> **Provided text**
Failover Detection Utility - Availability Group Failover Analysis Made Easy
To analyze the root cause for the failover of an Availability group, users are required to perform coordinated analysis of various logs including the Cluster Logs, SQL Error Logs, and the Availability groups extended events logs. This coordinated analysis of the logs can be difficult and requires extensive knowledge of the internals and the various logs associated with Availability Groups. The failover detection utility is meant to make this analysis easier and provide a quick root cause analysis for the unexpected failovers and/or failed failovers. The failover detection utility currently only supports analysis of Availability groups on Windows.
Failover Detection Utility
The failover detection utility can be downloaded here. The download consists of the following files.
- FailoverDetector.exe – The Failover analysis utility.

> **Annotation dataset entries**
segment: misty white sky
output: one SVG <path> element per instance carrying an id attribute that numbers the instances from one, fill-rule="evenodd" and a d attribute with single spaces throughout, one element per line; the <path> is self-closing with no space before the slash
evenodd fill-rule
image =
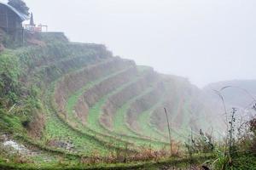
<path id="1" fill-rule="evenodd" d="M 188 77 L 200 87 L 256 78 L 255 0 L 25 0 L 71 41 Z"/>

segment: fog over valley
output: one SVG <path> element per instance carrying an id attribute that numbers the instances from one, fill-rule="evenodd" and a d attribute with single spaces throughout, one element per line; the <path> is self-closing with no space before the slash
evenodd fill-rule
<path id="1" fill-rule="evenodd" d="M 256 77 L 254 0 L 26 0 L 37 24 L 73 42 L 209 82 Z M 59 6 L 58 6 L 59 5 Z"/>

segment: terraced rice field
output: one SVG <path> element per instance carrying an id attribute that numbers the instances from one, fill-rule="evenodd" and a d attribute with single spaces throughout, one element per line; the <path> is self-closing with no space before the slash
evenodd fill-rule
<path id="1" fill-rule="evenodd" d="M 169 147 L 167 128 L 161 128 L 166 120 L 158 111 L 165 105 L 172 105 L 172 125 L 180 119 L 172 126 L 175 139 L 186 139 L 185 130 L 194 118 L 189 111 L 192 101 L 189 96 L 172 96 L 169 89 L 180 89 L 166 83 L 165 76 L 113 57 L 101 45 L 68 42 L 60 46 L 27 52 L 31 53 L 27 56 L 23 50 L 28 49 L 19 51 L 20 79 L 34 95 L 29 101 L 38 110 L 32 111 L 44 117 L 40 120 L 42 127 L 40 121 L 34 125 L 36 133 L 40 133 L 38 139 L 26 134 L 25 141 L 46 150 L 46 155 L 49 151 L 104 157 L 119 151 L 160 150 Z M 167 79 L 183 83 L 183 80 Z M 170 98 L 173 98 L 172 104 Z M 161 122 L 153 122 L 155 115 Z"/>

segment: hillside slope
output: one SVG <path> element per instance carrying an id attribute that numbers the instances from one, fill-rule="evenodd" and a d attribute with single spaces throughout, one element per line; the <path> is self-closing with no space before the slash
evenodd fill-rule
<path id="1" fill-rule="evenodd" d="M 212 126 L 201 92 L 184 78 L 113 56 L 103 45 L 70 42 L 60 33 L 34 38 L 37 45 L 0 54 L 5 159 L 16 158 L 7 145 L 38 164 L 55 163 L 60 154 L 87 162 L 160 150 L 169 147 L 164 108 L 175 141 Z"/>

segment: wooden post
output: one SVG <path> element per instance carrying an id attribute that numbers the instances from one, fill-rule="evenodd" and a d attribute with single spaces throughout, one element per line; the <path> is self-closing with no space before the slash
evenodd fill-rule
<path id="1" fill-rule="evenodd" d="M 6 32 L 9 33 L 8 11 L 5 9 Z"/>
<path id="2" fill-rule="evenodd" d="M 165 109 L 165 113 L 166 113 L 166 121 L 167 121 L 167 126 L 168 126 L 169 139 L 170 139 L 170 147 L 171 147 L 171 154 L 172 155 L 172 136 L 171 136 L 171 127 L 170 127 L 170 123 L 169 123 L 169 118 L 168 118 L 167 110 L 166 110 L 166 108 L 164 108 L 164 109 Z"/>

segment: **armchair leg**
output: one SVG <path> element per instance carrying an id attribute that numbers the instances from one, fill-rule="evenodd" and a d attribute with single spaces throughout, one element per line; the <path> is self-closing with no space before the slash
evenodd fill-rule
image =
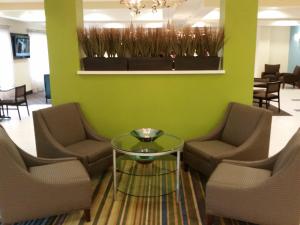
<path id="1" fill-rule="evenodd" d="M 213 225 L 214 217 L 206 214 L 206 225 Z"/>
<path id="2" fill-rule="evenodd" d="M 84 216 L 84 220 L 86 222 L 91 222 L 91 210 L 90 209 L 85 209 L 83 216 Z"/>

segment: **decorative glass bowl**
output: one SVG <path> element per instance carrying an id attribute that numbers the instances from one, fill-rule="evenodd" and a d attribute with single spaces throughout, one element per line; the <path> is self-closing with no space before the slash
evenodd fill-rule
<path id="1" fill-rule="evenodd" d="M 163 135 L 164 132 L 158 129 L 141 128 L 131 131 L 130 134 L 141 142 L 152 142 Z"/>

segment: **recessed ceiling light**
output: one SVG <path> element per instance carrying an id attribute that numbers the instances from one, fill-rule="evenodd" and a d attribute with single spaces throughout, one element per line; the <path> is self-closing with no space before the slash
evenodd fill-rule
<path id="1" fill-rule="evenodd" d="M 258 12 L 258 19 L 285 19 L 288 16 L 279 10 L 262 10 Z"/>
<path id="2" fill-rule="evenodd" d="M 103 24 L 104 28 L 125 28 L 125 25 L 122 23 L 105 23 Z"/>
<path id="3" fill-rule="evenodd" d="M 204 23 L 203 21 L 199 21 L 197 23 L 195 23 L 192 27 L 205 27 L 206 23 Z"/>
<path id="4" fill-rule="evenodd" d="M 162 28 L 163 27 L 163 23 L 146 23 L 143 25 L 143 27 L 145 28 Z"/>
<path id="5" fill-rule="evenodd" d="M 291 27 L 291 26 L 298 26 L 300 25 L 299 21 L 296 20 L 277 20 L 272 22 L 271 24 L 272 26 L 287 26 L 287 27 Z"/>
<path id="6" fill-rule="evenodd" d="M 89 13 L 89 14 L 86 14 L 84 16 L 84 21 L 88 21 L 88 22 L 91 22 L 91 21 L 112 21 L 113 19 L 104 14 L 104 13 L 99 13 L 99 12 L 94 12 L 94 13 Z"/>
<path id="7" fill-rule="evenodd" d="M 220 19 L 220 9 L 214 9 L 206 14 L 203 20 L 219 20 Z"/>

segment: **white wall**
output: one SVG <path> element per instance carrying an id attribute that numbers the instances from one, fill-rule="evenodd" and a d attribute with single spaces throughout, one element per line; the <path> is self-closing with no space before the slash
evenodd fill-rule
<path id="1" fill-rule="evenodd" d="M 257 28 L 255 77 L 260 77 L 265 64 L 280 64 L 288 71 L 290 27 L 259 26 Z"/>
<path id="2" fill-rule="evenodd" d="M 0 25 L 9 26 L 11 33 L 28 33 L 28 29 L 44 30 L 43 24 L 24 23 L 20 21 L 0 18 Z M 28 59 L 14 59 L 15 85 L 26 84 L 27 91 L 32 90 L 30 78 L 30 66 Z"/>

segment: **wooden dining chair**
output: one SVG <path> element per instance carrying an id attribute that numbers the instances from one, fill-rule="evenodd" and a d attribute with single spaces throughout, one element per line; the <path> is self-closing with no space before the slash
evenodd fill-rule
<path id="1" fill-rule="evenodd" d="M 278 103 L 278 112 L 280 112 L 280 81 L 268 82 L 265 90 L 255 91 L 253 98 L 258 100 L 259 107 L 263 104 L 269 109 L 270 101 Z"/>
<path id="2" fill-rule="evenodd" d="M 3 106 L 6 106 L 7 116 L 8 116 L 8 110 L 9 109 L 18 110 L 19 119 L 21 120 L 19 106 L 26 106 L 28 115 L 30 115 L 29 109 L 28 109 L 27 97 L 26 97 L 26 85 L 21 85 L 21 86 L 15 87 L 14 89 L 15 89 L 14 98 L 12 98 L 12 99 L 3 99 L 1 101 L 1 104 Z M 9 108 L 9 106 L 16 106 L 17 108 Z"/>

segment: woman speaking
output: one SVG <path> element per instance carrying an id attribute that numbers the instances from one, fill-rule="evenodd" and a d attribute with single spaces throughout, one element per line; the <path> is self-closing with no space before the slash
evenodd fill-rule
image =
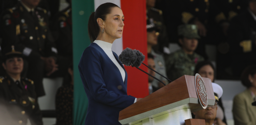
<path id="1" fill-rule="evenodd" d="M 91 43 L 83 51 L 78 68 L 89 106 L 85 125 L 121 125 L 119 112 L 138 101 L 128 96 L 127 73 L 111 50 L 122 37 L 124 24 L 122 10 L 106 3 L 90 15 L 88 32 Z"/>

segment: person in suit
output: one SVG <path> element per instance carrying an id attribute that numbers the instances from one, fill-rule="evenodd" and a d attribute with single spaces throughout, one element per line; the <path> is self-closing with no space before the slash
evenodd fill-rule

> **Written exercise A**
According to the failover detection article, Availability groups on which operating system can the utility currently analyze?
> **Written exercise B**
List every log that the failover detection article says users must analyze together to find the root cause of an Availability group failover.

> **Exercise response A**
Windows

> **Exercise response B**
Cluster Logs, SQL Error Logs, Availability groups extended events logs